*Given entries*

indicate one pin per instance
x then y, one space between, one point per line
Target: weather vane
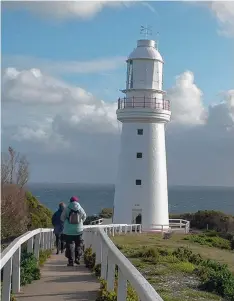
146 30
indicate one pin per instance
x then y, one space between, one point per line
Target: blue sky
188 41
63 64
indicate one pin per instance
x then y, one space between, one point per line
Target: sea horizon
94 197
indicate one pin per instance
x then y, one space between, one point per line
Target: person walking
58 228
73 217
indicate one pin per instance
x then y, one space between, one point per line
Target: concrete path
61 283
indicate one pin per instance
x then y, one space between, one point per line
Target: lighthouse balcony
143 102
143 109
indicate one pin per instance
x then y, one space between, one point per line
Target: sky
63 64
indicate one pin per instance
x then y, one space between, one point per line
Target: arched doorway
138 218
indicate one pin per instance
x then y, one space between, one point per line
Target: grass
172 278
177 240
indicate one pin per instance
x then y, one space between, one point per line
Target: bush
43 256
39 215
97 270
211 240
105 295
106 213
216 220
29 270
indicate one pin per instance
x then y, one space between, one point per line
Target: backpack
74 217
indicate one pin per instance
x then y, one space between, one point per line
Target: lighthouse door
137 216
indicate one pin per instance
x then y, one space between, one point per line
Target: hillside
21 212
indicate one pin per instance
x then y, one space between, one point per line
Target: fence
109 256
10 257
143 102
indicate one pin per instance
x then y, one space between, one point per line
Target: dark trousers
59 241
73 247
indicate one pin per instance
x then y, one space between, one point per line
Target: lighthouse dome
145 50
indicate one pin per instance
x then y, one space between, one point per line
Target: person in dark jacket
73 217
58 228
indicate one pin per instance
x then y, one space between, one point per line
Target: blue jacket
73 229
57 223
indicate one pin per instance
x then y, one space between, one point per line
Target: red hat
74 199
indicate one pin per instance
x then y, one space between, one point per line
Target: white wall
151 169
147 74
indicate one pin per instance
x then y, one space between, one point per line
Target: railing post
30 245
16 271
110 273
37 245
47 240
104 262
122 287
6 289
98 250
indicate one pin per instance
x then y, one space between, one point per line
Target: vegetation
182 269
105 213
210 239
213 220
29 267
105 295
20 210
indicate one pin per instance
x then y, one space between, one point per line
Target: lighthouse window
129 75
139 155
140 132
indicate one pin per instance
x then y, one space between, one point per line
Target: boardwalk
59 282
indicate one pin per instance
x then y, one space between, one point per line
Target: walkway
61 283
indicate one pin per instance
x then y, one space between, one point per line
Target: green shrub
43 256
216 220
89 258
105 295
39 215
29 270
184 267
97 270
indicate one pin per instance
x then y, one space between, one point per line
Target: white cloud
64 128
224 12
70 9
63 67
186 100
33 87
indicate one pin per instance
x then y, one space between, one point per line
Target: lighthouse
141 191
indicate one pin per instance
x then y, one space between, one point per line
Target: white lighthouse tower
141 186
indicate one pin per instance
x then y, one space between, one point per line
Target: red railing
143 102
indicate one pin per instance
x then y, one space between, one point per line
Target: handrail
12 248
11 257
108 255
143 102
143 288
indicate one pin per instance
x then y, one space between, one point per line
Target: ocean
95 197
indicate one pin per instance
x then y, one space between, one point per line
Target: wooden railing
143 102
174 225
109 256
39 239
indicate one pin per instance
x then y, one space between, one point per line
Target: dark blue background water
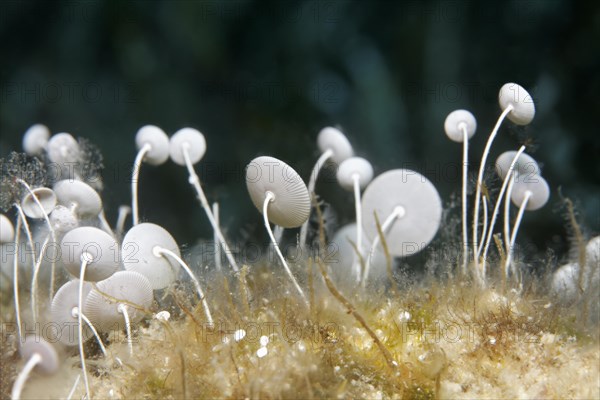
262 77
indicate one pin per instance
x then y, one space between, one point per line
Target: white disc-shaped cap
158 141
291 205
63 219
139 255
49 362
7 230
124 287
63 147
191 139
45 196
537 186
354 166
515 95
80 196
454 123
421 209
35 139
525 166
333 139
61 312
101 249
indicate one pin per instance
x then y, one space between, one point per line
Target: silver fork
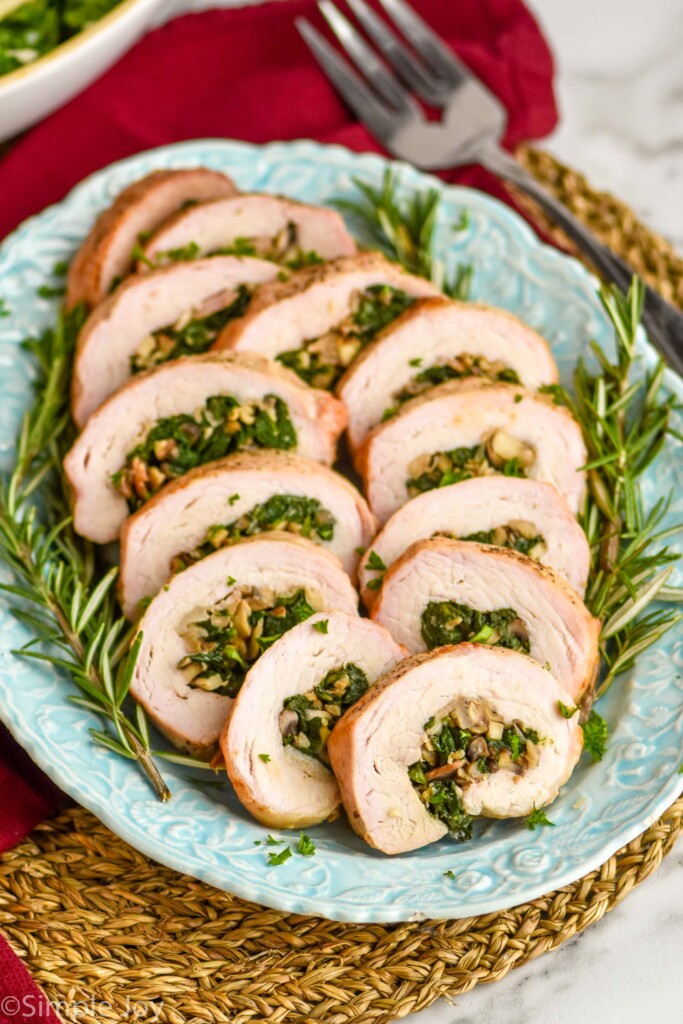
470 131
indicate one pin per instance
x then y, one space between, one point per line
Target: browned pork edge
85 282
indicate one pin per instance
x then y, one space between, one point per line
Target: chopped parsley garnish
566 712
556 392
305 846
181 255
279 858
595 735
375 564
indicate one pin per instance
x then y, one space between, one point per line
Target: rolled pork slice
276 781
187 709
107 253
384 734
144 304
261 224
250 492
507 511
501 596
433 341
505 429
266 396
310 322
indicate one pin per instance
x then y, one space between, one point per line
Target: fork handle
663 322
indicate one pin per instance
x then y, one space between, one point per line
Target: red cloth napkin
247 74
240 74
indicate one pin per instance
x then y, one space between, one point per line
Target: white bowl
31 92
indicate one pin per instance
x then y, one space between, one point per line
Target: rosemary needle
58 591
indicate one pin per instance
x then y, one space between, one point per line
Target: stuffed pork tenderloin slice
510 512
442 592
436 340
108 253
154 317
318 320
447 736
202 632
185 414
253 224
242 496
469 428
274 742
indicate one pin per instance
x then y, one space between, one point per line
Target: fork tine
431 47
410 70
373 70
379 119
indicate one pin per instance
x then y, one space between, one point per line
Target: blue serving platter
204 830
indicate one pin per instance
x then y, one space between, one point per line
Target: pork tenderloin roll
270 226
157 316
434 341
274 743
317 322
509 512
472 428
222 503
182 415
447 736
442 592
204 630
107 253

*Written task*
Without the pictures, restate all the entries above exactly.

*Written response*
indicate one pin per instance
x then y, one space between, one point per line
Target: weather vane
146 30
indicate one pin per instance
x then y, one space between, one point per line
Target: blue sky
188 41
63 64
indicate one pin per instance
x then y, one space between, one point per line
Target: sea horizon
94 197
indicate one pin per instance
x then y, one space between, one point per line
Target: person walking
58 228
73 217
indicate one pin per instance
x then y, one space between, one point per line
Target: concrete path
61 283
indicate one pin per instance
x then y, one space between, one point per line
Target: lighthouse balcony
143 102
143 109
indicate one pin per instance
x then y, one space between, one point per line
Target: sky
63 64
indicate one pin per instance
x then y, one space between, one point per line
Target: arched doorway
138 218
indicate one pin per instance
x then y, one space between, one point per line
Target: grass
172 278
177 240
indicate one pin per instance
x then y, one space between, one point per line
Target: bush
43 256
39 215
97 270
211 240
105 295
106 213
216 220
29 270
indicate one pin per instance
x then y, one space between, one point per line
Target: backpack
74 217
indicate one pin per instance
x then y, one space between, one point per line
Target: lighthouse door
137 216
indicate one pin per instance
x then y, one space between, one point per line
Target: hillside
21 212
indicate one pin per instance
x then y, one space between, one point per line
Target: fence
109 256
10 257
143 102
indicate one pin per instance
x then y, one space between, one point per line
Target: dark trousers
59 241
73 247
indicate one pin per instance
x then y, one space between, one point per line
Target: lighthouse dome
145 50
indicate one pin per instance
x then y, one space between, one point per line
Target: person in dark jacket
73 217
58 228
indicate one pin per instance
x then y, one space between, one point per line
Target: blue jacket
73 229
57 223
indicate one pin per instance
x then y, one space between, one point per line
Target: red hat
74 199
indicate one pin per instance
x then y, one space between, one point per line
Target: white wall
151 169
147 74
indicate one pin per instance
x then y, one space between, one point per line
Target: railing post
30 245
16 271
110 273
37 245
47 240
104 262
122 287
6 289
98 250
indicate one pin per instance
x then y, one space between, one point per line
Target: vegetation
182 269
105 213
210 239
213 220
29 267
105 295
20 210
indicate one pin per instance
x then y, one space between, one point per line
Target: lighthouse window
129 75
139 155
140 132
indicate one pin per instance
x then y, one space between, one point per line
Target: boardwalk
59 282
indicate one pin per instance
x then y, one space between, one point per line
Target: walkway
61 283
indicate one pin per instance
x then y, one space between, one point per line
Target: green shrub
43 256
216 220
89 258
105 295
39 215
29 270
184 267
97 270
indicate one pin per instance
x then y, one space between, one point per line
Target: white cloud
64 128
224 12
70 9
63 67
186 100
33 87
indicate one pin per instance
x then y, one space between, one point per line
Target: lighthouse
141 191
indicate one pin per instance
x then y, one space between, one point per line
Target: white lighthouse tower
141 186
indicate one pin per instance
x then y, one space between, one point per line
Target: red railing
143 102
indicate one pin per instance
x then y, one space between, one point per line
Target: handrail
12 248
11 257
108 255
143 102
143 288
indicate one pin per instance
x then y, one space between, one point per line
Target: ocean
95 197
indicate one pin per instance
x then y, one space between, one point per line
Target: wooden railing
143 102
174 225
109 256
39 239
indicate one pin per instance
x then y, one space between, one point per line
Target: dark blue background water
262 77
indicate one pin per instance
x then y, one space between, one point per line
Target: white disc-shaped cap
158 141
291 205
63 219
139 255
49 362
7 230
124 287
63 147
191 139
45 196
537 186
354 166
515 95
80 196
454 123
421 209
35 139
525 166
333 139
61 312
101 249
indicate one pin per instance
x then y, one space between, one point per line
Target: silver fork
470 131
indicate one pin per instance
x then y, one space between, one point per line
Target: browned pork edge
85 282
indicate one pin per instance
x then y, one space between, one point per line
Target: chopped parsley garnish
566 712
556 392
305 846
181 255
279 858
595 735
375 564
indicate one pin per instance
x then y, one space between, one point per line
Target: rolled pork slice
276 781
187 709
107 253
384 734
144 304
261 224
250 492
507 511
501 596
433 341
505 429
266 396
310 322
indicate one pin per instance
x then y, one space between, one point per line
Target: fork handle
663 322
indicate one pin per instance
x then y, one space between, one point per line
Target: red cloth napkin
247 74
240 74
indicate one pin per instance
x then y, one space between, one point per line
Target: white bowl
31 92
indicate one pin per instance
x then y, one space between, one point per line
Target: rosemary needle
58 591
indicate one pin per instance
x then y, one space between, one point per line
Target: stuffed pork tenderloin slice
510 512
442 592
436 340
108 253
154 317
318 320
447 736
202 632
185 414
253 224
242 496
469 428
274 742
indicate one pin per instance
x then y, one space between, one point per line
Target: fork tine
431 47
410 70
373 70
379 119
indicate one pin per instance
x then y, one space between, one point per line
Target: blue serving platter
204 830
indicate one pin per instance
x then y, one space between, one point per line
Target: pork tenderloin roll
270 226
157 316
434 341
274 743
317 322
509 512
472 428
222 503
182 415
447 736
442 592
204 630
107 253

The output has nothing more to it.